Quelle |

****

Darek hat Hugo eindeutig auf dem Kieker. Kurz vor Ende der Schulstunde 
droht er, ihn fertigzumachen. Mit dem Klingeln beginnt eine Verfolgungsjagd auf Fahrrädern durch den kleinen Ort, über die Landstraße entlang der deutsch-tschechischen Grenze. Sie endet am Friedhof. Hier stellt Darek seinen Mitschüler und prügelt sich mit ihm – und es wird klar, dass Darek nur seine Schwester verteidigt. Der vermeintliche Bully wird zum Protagonisten der Geschichte.

Darek ist vierzehn und lebt mit seinem Vater und der kleinen Schwester Ema, die durchs Down-Syndrom zwar etwas langsamer ist, aber die Defizite durch ihre entwaffnende Fröhlichkeit ausgleicht. Für den Teenager ist es allerdings manchmal nicht leicht, die Verantwortung für seine Schwester zu übernehmen, zumal er immer noch schwer mit dem Tod der Mutter zu kämpfen hat. Ebenso wie sein Vater, der sich der Verantwortung genauso entzieht wie dem Gespräch mit dem Jugendamt.

****

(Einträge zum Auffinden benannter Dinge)
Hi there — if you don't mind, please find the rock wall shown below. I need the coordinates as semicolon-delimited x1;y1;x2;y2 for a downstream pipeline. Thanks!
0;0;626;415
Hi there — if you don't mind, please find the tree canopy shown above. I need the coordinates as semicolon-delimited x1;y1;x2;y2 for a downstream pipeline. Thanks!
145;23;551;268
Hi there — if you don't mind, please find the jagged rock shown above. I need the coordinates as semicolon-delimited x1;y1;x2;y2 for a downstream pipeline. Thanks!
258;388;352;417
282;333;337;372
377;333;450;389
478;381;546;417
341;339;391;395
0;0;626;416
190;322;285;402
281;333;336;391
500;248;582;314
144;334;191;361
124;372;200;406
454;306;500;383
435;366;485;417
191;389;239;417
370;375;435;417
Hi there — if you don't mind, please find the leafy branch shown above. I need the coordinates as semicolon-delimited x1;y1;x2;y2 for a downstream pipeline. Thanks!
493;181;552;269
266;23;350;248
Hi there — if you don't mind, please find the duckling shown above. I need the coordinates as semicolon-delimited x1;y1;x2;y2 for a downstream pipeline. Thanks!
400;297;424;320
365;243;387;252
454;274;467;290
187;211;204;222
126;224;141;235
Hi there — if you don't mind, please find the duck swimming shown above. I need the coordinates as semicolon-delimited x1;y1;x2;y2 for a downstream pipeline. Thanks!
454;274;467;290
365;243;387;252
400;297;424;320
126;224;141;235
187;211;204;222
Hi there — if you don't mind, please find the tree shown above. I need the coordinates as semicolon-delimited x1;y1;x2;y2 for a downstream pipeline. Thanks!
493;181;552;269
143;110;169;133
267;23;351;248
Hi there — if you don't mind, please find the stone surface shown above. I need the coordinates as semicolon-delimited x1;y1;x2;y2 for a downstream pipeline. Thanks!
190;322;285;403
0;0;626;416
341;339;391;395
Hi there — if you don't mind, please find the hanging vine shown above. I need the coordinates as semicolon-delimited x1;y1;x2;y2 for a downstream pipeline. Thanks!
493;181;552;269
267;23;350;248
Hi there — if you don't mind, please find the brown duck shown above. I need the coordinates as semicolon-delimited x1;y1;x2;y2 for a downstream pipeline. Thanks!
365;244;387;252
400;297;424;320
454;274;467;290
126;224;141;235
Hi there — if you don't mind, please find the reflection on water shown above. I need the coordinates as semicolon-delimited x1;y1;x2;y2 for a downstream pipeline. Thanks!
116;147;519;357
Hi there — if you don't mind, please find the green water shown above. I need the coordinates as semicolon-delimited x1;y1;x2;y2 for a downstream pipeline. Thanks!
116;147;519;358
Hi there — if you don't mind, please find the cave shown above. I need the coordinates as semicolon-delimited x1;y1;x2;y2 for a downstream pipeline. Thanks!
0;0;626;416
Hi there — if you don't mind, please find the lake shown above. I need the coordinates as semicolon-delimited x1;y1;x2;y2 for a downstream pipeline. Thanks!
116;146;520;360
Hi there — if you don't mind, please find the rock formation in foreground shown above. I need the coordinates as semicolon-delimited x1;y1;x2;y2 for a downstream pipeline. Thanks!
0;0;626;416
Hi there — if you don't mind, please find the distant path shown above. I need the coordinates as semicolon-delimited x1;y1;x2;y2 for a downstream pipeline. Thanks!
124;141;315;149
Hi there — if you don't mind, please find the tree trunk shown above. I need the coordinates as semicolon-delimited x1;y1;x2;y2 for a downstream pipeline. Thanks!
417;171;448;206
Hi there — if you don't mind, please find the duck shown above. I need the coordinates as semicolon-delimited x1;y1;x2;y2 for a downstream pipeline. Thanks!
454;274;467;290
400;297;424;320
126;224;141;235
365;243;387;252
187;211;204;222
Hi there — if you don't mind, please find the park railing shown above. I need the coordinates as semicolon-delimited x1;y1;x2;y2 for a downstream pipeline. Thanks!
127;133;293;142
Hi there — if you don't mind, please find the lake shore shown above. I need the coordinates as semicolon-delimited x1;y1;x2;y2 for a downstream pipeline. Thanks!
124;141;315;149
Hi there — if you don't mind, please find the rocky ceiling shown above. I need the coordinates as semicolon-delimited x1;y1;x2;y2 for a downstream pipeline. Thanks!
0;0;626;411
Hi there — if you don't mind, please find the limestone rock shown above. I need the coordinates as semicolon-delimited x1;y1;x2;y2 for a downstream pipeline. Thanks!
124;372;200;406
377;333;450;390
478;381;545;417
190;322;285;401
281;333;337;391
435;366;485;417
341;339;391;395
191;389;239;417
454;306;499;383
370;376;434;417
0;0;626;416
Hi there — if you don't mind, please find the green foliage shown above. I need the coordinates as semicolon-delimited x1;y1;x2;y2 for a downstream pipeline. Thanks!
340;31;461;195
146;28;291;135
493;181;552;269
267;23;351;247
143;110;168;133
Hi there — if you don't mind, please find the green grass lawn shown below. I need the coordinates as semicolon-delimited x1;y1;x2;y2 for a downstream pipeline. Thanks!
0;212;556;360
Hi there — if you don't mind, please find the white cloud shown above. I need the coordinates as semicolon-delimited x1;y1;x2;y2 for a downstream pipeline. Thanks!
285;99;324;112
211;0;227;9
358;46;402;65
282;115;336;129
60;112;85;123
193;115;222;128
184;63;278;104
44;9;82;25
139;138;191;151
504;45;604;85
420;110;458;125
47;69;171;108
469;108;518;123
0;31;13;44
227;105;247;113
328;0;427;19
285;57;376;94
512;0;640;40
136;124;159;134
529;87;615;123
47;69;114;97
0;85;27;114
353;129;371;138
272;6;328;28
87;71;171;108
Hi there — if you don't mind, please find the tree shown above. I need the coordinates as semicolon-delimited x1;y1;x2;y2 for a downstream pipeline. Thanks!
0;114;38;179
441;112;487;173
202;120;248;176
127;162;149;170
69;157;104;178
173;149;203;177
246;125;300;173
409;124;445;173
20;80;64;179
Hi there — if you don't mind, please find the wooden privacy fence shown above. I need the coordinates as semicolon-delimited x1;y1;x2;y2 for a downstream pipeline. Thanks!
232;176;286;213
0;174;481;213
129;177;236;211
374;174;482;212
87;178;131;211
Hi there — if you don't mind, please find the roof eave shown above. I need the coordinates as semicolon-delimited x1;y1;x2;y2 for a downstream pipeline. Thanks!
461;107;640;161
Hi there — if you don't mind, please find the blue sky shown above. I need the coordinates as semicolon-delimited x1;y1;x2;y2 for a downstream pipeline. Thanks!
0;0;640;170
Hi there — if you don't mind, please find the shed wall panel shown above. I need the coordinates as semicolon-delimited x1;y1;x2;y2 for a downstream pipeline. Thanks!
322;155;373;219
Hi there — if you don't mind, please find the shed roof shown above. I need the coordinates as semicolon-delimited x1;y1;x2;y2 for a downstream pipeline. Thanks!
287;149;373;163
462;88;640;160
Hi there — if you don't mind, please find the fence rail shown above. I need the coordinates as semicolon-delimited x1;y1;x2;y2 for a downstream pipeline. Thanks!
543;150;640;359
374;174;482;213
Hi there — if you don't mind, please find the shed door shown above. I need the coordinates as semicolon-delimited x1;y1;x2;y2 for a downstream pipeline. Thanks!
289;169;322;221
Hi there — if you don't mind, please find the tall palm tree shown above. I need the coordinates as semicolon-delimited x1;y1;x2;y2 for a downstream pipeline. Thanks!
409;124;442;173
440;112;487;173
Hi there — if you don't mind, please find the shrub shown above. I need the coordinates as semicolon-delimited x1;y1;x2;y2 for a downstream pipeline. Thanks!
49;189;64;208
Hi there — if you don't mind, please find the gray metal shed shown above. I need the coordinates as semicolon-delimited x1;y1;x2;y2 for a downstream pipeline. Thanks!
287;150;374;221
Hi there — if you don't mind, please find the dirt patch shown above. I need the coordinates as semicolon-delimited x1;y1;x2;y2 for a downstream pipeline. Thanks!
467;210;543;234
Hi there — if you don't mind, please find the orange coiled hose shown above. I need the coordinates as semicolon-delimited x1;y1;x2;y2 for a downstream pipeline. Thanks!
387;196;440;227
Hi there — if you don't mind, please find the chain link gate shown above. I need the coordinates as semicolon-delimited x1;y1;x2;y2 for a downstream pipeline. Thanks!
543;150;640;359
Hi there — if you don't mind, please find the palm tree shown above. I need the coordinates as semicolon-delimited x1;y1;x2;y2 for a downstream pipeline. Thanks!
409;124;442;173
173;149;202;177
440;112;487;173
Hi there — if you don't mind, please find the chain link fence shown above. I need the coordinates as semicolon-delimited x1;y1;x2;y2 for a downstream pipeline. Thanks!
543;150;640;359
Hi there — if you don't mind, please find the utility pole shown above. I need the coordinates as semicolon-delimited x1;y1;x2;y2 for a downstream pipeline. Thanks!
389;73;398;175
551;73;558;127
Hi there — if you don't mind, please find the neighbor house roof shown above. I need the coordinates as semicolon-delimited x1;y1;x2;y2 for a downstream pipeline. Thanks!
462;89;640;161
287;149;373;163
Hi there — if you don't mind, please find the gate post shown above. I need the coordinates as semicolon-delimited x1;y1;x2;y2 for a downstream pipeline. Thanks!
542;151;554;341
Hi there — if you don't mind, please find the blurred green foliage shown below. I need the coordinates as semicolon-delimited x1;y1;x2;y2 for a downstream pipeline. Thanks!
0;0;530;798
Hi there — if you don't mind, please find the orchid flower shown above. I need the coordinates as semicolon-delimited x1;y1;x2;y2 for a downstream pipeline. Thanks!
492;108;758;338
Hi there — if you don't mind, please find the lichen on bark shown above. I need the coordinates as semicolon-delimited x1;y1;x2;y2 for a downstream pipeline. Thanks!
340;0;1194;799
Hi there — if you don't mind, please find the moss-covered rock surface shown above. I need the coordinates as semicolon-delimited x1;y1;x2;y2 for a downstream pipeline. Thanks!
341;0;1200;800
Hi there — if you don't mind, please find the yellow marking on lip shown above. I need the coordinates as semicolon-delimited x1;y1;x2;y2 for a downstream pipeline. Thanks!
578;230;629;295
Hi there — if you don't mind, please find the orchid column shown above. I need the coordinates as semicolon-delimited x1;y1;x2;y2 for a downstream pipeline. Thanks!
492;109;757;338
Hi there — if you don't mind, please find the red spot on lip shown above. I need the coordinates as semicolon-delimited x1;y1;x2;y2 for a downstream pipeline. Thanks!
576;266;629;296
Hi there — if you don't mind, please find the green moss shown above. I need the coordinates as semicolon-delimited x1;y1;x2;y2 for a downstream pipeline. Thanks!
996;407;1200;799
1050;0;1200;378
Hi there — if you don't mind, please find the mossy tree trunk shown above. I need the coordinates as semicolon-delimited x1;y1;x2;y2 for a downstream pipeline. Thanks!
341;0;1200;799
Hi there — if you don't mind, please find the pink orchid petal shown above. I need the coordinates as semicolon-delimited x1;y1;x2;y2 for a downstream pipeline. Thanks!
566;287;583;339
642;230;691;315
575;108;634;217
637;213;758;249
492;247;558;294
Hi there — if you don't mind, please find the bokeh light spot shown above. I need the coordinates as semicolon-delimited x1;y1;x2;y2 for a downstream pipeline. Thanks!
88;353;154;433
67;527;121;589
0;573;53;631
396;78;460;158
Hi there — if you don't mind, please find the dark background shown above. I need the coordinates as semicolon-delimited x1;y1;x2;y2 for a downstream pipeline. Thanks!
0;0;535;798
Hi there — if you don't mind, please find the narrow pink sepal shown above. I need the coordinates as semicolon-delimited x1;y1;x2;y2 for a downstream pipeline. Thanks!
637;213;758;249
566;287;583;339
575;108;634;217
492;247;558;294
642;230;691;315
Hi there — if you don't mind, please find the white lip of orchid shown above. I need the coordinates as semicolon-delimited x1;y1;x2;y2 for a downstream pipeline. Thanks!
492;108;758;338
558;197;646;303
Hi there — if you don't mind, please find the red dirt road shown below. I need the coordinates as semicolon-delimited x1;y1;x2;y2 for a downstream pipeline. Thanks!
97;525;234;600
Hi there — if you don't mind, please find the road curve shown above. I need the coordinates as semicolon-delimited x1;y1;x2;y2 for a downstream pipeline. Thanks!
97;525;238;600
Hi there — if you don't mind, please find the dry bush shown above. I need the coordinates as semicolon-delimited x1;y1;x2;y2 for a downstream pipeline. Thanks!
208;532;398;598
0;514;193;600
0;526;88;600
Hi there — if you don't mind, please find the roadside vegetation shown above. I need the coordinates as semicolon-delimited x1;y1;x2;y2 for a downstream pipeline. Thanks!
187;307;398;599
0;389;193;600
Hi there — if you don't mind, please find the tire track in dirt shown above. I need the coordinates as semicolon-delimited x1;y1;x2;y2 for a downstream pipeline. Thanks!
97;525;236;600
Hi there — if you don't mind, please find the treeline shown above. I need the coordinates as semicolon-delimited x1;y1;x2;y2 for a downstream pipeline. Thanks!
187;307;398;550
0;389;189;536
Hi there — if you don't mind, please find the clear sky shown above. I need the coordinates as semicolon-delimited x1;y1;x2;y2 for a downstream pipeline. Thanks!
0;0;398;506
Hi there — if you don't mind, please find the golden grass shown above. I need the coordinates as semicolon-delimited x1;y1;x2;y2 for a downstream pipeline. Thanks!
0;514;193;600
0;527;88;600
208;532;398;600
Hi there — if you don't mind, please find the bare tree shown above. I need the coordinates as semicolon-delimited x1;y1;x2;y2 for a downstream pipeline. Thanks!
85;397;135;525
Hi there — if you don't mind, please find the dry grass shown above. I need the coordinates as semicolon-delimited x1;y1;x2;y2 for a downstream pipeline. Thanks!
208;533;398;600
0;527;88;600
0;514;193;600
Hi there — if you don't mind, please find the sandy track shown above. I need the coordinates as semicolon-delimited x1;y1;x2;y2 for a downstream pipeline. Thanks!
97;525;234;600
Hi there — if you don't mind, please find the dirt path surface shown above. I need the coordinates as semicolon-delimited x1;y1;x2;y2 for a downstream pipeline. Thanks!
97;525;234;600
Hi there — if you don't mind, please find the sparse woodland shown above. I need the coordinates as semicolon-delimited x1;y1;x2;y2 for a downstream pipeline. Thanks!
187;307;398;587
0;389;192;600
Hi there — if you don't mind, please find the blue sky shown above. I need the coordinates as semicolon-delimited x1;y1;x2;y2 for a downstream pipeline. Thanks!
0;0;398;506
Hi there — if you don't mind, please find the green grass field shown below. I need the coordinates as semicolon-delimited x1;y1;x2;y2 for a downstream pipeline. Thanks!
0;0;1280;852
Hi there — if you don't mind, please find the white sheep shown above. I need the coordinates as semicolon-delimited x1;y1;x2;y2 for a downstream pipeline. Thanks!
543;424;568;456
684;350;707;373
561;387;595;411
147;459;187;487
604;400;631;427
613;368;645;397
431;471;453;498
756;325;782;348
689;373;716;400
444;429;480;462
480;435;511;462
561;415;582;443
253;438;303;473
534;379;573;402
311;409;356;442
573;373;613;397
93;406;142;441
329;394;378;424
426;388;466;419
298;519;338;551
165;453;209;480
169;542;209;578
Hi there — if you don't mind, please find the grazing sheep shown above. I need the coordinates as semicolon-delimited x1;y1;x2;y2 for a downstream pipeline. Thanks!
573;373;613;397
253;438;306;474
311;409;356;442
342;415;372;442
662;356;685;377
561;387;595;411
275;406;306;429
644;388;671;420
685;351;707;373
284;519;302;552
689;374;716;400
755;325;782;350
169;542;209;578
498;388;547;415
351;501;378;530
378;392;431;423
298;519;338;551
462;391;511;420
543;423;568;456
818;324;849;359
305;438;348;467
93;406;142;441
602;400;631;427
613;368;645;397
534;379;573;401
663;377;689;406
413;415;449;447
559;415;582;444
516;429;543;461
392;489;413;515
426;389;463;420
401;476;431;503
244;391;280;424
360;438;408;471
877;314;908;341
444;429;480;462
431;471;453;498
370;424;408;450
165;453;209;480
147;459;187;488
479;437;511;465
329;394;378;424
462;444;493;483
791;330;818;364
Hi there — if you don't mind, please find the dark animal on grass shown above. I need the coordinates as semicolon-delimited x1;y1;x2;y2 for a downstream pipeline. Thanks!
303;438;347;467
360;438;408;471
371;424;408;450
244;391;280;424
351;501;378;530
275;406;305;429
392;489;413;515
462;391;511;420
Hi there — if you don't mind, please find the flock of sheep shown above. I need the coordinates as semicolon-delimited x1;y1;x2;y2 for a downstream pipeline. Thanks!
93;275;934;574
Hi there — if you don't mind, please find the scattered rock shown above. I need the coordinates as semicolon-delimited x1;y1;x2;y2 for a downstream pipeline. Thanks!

****

Aufgaben |
[1] Wo endet laut dem Text die Verfolgungsjagd auf Fahrrädern?
[2] Liste jede Zeile auf, in der das Wort "path" vorkommt.
Der Text und die Zeilen stammen aus verschiedenen Quellen.

Lösungen |
[1] Am Friedhof.

[2]
Hi there — if you don't mind, please find the distant path shown above. I need the coordinates as semicolon-delimited x1;y1;x2;y2 for a downstream pipeline. Thanks!
Hi there — if you don't mind, please find the dirt path surface shown above. I need the coordinates as semicolon-delimited x1;y1;x2;y2 for a downstream pipeline. Thanks!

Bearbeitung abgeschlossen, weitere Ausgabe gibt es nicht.